• **Your tasks**
a: Translate this sentence from the guide to pipes and tubes into Spanish: "Nowadays, the most common material for pipes tends to be metal and, in particular, steel (either stainless or carbon steel)."
b: Quote the passage of the guide to pipes and tubes starting with "- Line Pipe: Used" and going on through "35% of all tubular goods.".

• **Excerpted text**
Pipes & Tubes
Complete Guide to Pipes and Tubes
Seamless pipe and welded pipe are most common type of metal pipes. Nowadays, the most common material for pipes tends to be metal and, in particular, steel (either stainless or carbon steel). As a hollow tube, a pipe will have a round cross section so that it can be used later for various products such as powders, gas, pellets, and more. Although many use the terms interchangeably, the words ‘pipe’ and ‘tube’ do differ as tubing can be used for many different processes whilst pipes are generally used within a piping system. When we use the term ‘pipe’ here, we generally mean the ASME B36.10 Welded and Seamless Wrought Steel Pipe as well as the ASME B36.19 Steel Pipe.
Generally there are six types of tubular goods.
- Standardard Pipe: Ultimately, there are three different types of standard metal pipes - welded (ERW Pipe), seamless pipe, and galvanized pipe. Although schedule 40 steel pipes are the most popular for thickness, there are many different ranges for both the ERW and seamless pipes. When you are considering anything bigger than 12 inches, you will need to differentiate between the standard pipe and the true schedule 40 steel pipe as they will offer something different. They represent 10% of all tubular products.
- Line Pipe: Used primarily in Oil and Gas Applications. Line pipe includes ERW, FW, SAW and DSAW Pipe. They are manufactured to API 5L Specification and are available in X42, X50, X60 etc. grades. They represent 21% of all tubular products.
- Oil Country Tubular Goods (OCTG): This includes drill pipes, tubing and casing. It is used in drilling and completion of Oil and Gas wells. OCTG are produced by ERW and Seamless manufacturing. OCTG represent 35% of all tubular goods.
- Pressure Tubing: used for industrial and pressure application. Pressure tubing are produced using seamless manufacturing. They represent 2% of all tubular goods.
- Mechanical tubing: used for mechanical and structural application and is produdced by ERW and seamless manufacturing. They conform to ASTM specification. Mechanical Tubing represent 17% of all tubular goods.
- Structural Tubing: used for support or retention purpose. This tubing can be round or square and are produced by ERW manufacturing. They are used for fences, construction and other misc. support needs. They represent 15% of all tubing goods.
Which One? - When dealing in this area of the industry, many will ask whether they should use a pipe or a tube so let’s take a look at the key differences.
- With a pipe, nominal pipe size (NPS) is the key characteristic whilst schedule number (SCH) will be used to identify wall thickness. If the wall thickness is 2.77mm, an NPS of 1/2 and SCH of 40 will be around the same as a 21.3mm outside diameter.
- With a tube, its outer diameter will define it as opposed to NPS and there are two methods of determining the wall thickness - thousandths of an inch or Birmingham wire gage (BWG). If the wall thickness is 1.5mm, the outside diameter of 12.7mm can be found with 1/2” x 1.5.

• **Entries shown**
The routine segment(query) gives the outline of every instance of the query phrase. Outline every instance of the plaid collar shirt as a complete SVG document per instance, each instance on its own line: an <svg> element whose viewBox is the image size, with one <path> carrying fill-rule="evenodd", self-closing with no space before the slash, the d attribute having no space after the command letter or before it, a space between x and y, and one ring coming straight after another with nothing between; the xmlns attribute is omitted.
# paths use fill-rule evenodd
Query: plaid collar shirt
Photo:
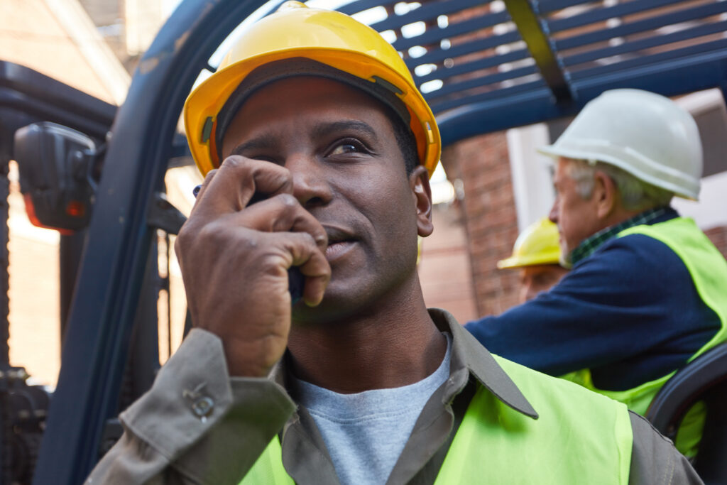
<svg viewBox="0 0 727 485"><path fill-rule="evenodd" d="M622 231L625 231L626 229L632 228L635 225L648 224L656 219L672 212L673 212L674 215L676 216L676 212L668 206L654 207L654 209L646 210L640 214L631 217L630 219L624 220L622 223L615 225L611 225L606 228L605 229L601 229L590 237L584 239L583 241L578 245L578 247L571 252L570 259L571 264L575 265L579 261L582 261L585 258L588 257L593 254L594 251L601 247L603 243L609 239L611 239L612 238L616 237L616 234L620 233Z"/></svg>

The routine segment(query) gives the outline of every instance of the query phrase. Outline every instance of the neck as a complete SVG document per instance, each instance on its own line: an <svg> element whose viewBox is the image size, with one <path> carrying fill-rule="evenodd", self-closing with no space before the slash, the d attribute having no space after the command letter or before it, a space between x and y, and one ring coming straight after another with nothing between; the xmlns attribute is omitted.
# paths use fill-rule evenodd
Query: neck
<svg viewBox="0 0 727 485"><path fill-rule="evenodd" d="M294 325L288 340L295 375L341 393L418 382L441 364L446 339L415 290L377 302L345 321ZM379 304L381 303L381 304Z"/></svg>
<svg viewBox="0 0 727 485"><path fill-rule="evenodd" d="M611 211L608 217L604 219L603 223L601 225L601 229L611 228L617 224L620 224L621 223L627 221L632 217L635 217L641 212L651 209L654 209L654 207L644 207L636 210L630 210L625 209L623 206L619 205L615 207L613 211Z"/></svg>

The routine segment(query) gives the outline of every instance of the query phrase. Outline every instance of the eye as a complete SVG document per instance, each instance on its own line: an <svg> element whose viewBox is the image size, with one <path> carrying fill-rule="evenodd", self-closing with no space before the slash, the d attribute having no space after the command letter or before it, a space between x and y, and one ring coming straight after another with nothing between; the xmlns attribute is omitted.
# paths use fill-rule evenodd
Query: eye
<svg viewBox="0 0 727 485"><path fill-rule="evenodd" d="M354 138L346 138L333 144L329 156L345 155L347 153L368 153L369 151L366 146Z"/></svg>

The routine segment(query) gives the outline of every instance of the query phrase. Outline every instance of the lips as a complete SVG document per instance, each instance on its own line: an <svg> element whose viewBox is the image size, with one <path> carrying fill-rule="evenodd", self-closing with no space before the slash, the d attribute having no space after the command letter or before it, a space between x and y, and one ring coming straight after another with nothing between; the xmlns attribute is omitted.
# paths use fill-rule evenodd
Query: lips
<svg viewBox="0 0 727 485"><path fill-rule="evenodd" d="M358 239L348 231L329 225L324 225L324 228L328 235L326 259L329 261L337 259L348 252L356 244Z"/></svg>

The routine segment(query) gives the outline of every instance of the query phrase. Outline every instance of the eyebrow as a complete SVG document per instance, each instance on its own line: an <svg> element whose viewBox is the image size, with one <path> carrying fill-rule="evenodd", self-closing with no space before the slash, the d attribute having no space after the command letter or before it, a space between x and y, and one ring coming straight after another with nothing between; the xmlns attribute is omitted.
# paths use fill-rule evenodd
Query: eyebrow
<svg viewBox="0 0 727 485"><path fill-rule="evenodd" d="M324 137L331 132L358 131L363 132L369 137L377 141L376 131L370 125L358 120L343 120L331 123L318 123L313 125L313 135L316 138Z"/></svg>
<svg viewBox="0 0 727 485"><path fill-rule="evenodd" d="M240 143L233 149L230 154L242 155L245 152L265 150L266 148L274 147L275 145L275 137L269 135L264 135Z"/></svg>
<svg viewBox="0 0 727 485"><path fill-rule="evenodd" d="M367 136L373 138L374 142L378 141L376 131L370 125L364 121L358 120L344 120L340 121L332 121L330 123L318 123L313 125L311 132L314 137L320 138L324 137L331 132L341 131L358 131L365 133ZM240 143L235 147L230 155L243 155L246 152L258 151L274 148L278 144L276 137L272 135L262 135L256 137L252 140Z"/></svg>

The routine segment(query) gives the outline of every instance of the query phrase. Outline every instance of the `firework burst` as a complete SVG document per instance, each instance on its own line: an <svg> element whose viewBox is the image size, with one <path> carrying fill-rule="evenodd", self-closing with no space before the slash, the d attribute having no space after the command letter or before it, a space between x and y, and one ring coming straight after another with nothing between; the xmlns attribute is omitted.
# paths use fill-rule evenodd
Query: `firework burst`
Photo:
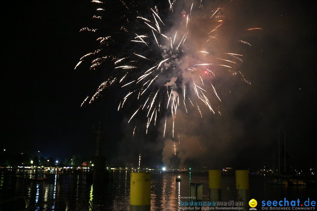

• **Solved problems**
a: Hoy en día, el material más común para las tuberías tiende a ser el metal y, en particular, el acero (ya sea inoxidable o al carbono).

b:
- Line Pipe: Used primarily in Oil and Gas Applications. Line pipe includes ERW, FW, SAW and DSAW Pipe. They are manufactured to API 5L Specification and are available in X42, X50, X60 etc. grades. They represent 21% of all tubular products.
- Oil Country Tubular Goods (OCTG): This includes drill pipes, tubing and casing. It is used in drilling and completion of Oil and Gas wells. OCTG are produced by ERW and Seamless manufacturing. OCTG represent 35% of all tubular goods.